- [SUPPLIED MATERIAL]
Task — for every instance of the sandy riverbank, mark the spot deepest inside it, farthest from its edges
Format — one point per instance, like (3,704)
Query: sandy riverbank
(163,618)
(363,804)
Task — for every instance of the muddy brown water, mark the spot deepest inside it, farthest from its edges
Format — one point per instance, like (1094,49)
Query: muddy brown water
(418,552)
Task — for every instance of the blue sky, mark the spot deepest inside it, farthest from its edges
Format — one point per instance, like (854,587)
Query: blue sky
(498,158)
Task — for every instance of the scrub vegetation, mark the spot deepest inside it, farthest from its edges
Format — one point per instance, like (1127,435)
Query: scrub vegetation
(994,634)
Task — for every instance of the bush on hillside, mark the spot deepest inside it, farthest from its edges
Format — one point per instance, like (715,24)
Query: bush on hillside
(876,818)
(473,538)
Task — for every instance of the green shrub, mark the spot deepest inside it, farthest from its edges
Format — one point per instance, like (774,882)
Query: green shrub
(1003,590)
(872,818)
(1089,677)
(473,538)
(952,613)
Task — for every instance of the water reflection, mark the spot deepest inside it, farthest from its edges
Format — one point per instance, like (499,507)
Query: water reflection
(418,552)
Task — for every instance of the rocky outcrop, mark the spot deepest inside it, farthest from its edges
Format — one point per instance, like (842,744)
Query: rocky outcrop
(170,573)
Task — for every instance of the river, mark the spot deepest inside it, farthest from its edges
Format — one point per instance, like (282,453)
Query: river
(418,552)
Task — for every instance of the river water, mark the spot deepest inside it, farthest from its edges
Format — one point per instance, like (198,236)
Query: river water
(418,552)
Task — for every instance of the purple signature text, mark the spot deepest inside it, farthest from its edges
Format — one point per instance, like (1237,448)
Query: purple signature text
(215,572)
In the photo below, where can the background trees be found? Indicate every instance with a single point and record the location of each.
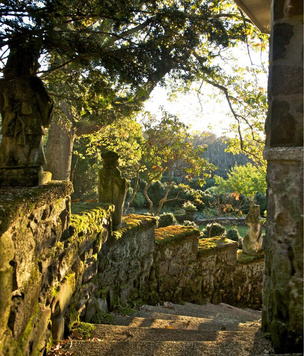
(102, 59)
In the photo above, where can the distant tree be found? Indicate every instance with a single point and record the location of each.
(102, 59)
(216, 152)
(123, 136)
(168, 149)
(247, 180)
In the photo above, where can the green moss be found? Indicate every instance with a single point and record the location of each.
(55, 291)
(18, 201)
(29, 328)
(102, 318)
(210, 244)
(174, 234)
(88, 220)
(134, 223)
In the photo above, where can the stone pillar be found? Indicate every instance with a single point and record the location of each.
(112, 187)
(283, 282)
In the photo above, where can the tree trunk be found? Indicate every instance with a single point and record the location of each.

- [AIM OF THE TASK] Without including any pictures, copy every line above exactly.

- [SOLVED EXERCISE]
Task — for every instance of the sandy riverbank, mark the spot deepest inside it, farthest from its edges
Format — one point per instance, like (3,704)
Query: sandy riverbank
(163,618)
(363,804)
Task — for every instance of the muddy brown water, mark the spot deepest inside it, farthest from its edges
Format — one point per instance, like (1094,49)
Query: muddy brown water
(418,552)
Task — for every instance of the blue sky, mark the spot deepest inside it, farthest from its edges
Format — one point per instance, like (854,587)
Query: blue sky
(498,158)
Task — for every instance of the scrub vegetation, mark the spot deepest inside it, farthest from its edges
Format — one point per instance, like (1127,435)
Query: scrub vegetation
(994,634)
Task — for every instance of the bush on hillside, mark the spot deepest inside it, farthest from its edges
Format — one point per instance, like (715,24)
Query: bush on hillside
(876,818)
(473,538)
Task — for every instance of the green shrub, mark the spot deepest inside it, farthest from its edges
Format — one point per instance, like (774,882)
Query: green shrub
(1003,590)
(872,818)
(1089,677)
(473,538)
(952,613)
Task — for every instance of the water reflection, mark the spot deepest inside it, farthest from its edges
Format — one point per instance, like (499,507)
Query: water reflection
(418,552)
Task — for every instance of the rocky outcrop, mark the spot deepest inside it, farthest from its edges
Format — one point per instance, like (842,744)
Query: rocky outcrop
(170,573)
Task — for every instance of the river, mark the spot deepest inside it, farthest from its edges
Format — one point per instance, like (282,453)
Query: river
(418,552)
Task — for every instance of the river water, mark the spot deepest inside it, farthest from its edges
Format — one point per instance, like (198,236)
Query: river water
(418,552)
Task — for every instance of the purple signature text, mark the spot deepest inside it, farthest from its edges
Format — one point per instance, like (1237,448)
Query: purple signature text
(215,572)
In the photo below, where can the background trees be found? Indicate every instance with a single point and record the location of each.
(102, 59)
In the photo above, where can the distant tree be found? Indicate every instance with a single point and record the location of each.
(102, 59)
(216, 152)
(123, 136)
(168, 149)
(247, 180)
In the photo above, where can the green moss be found? Indicate every instance with a single point and record the location of each.
(55, 291)
(18, 201)
(29, 328)
(102, 318)
(210, 244)
(174, 234)
(88, 220)
(134, 223)
In the photo above, where can the stone pillar be found? Indicate every instance with a single point and record the location of each.
(112, 187)
(283, 282)
In the photo above, where can the tree trunk be found? Indicate every instance with a single point and record the location of each.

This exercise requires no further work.